» **What you will do**
Rewrite every line of the data in the stretch from the line containing "target | soft pink petal highlight" through the line containing "the dark anther", shifting the coordinates by adding 78 to each of their numbers.

» **Dataset records**
╔══
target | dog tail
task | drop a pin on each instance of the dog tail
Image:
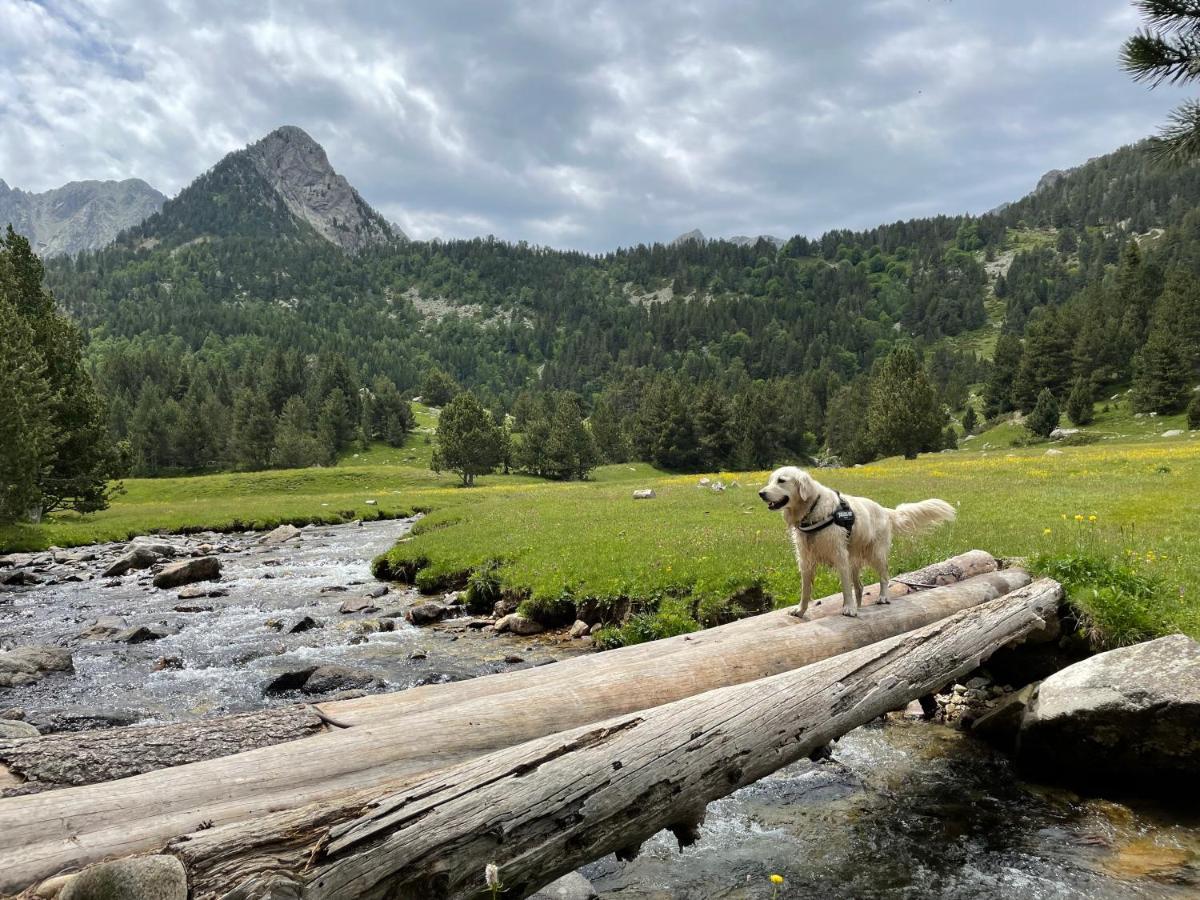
╚══
╔══
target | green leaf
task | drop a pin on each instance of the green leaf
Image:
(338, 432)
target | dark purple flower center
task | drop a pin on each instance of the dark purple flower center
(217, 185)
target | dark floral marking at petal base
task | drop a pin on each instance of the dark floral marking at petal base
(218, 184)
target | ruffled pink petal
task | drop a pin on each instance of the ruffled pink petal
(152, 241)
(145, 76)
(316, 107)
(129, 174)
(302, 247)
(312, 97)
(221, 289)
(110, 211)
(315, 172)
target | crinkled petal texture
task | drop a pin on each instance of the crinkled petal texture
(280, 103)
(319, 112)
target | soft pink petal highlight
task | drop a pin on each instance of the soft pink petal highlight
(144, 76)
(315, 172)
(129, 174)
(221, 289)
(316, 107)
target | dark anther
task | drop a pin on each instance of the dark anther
╚══
╔══
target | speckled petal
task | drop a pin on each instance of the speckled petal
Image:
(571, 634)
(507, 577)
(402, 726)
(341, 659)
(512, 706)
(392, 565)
╚══
» **Solution**
target | soft pink petal highlight
task | drop a pin on each instance of the soft pink petal highlight
(222, 154)
(393, 250)
(207, 252)
(299, 367)
(394, 185)
target | dark anther
task | drop a pin on each instance of the dark anther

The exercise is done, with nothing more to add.